**** The records

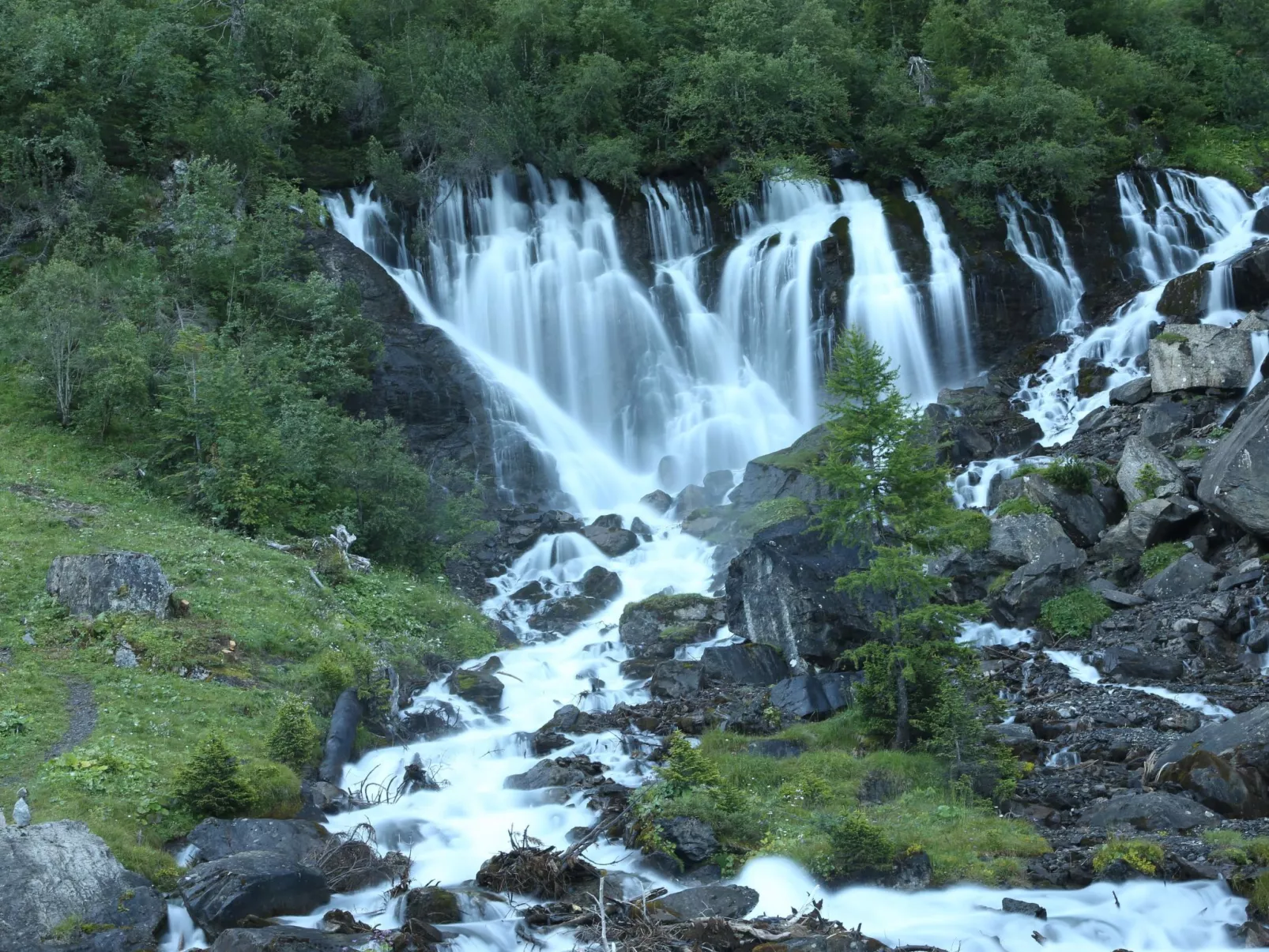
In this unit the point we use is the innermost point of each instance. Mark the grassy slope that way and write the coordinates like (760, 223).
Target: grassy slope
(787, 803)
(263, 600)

********
**** The records

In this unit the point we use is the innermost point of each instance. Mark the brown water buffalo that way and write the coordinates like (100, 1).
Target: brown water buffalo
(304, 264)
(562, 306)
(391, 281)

********

- **What needs to be done**
Count the lines above that contain the string "each", treating case as significant, and give only the number.

- **Answer to the problem**
2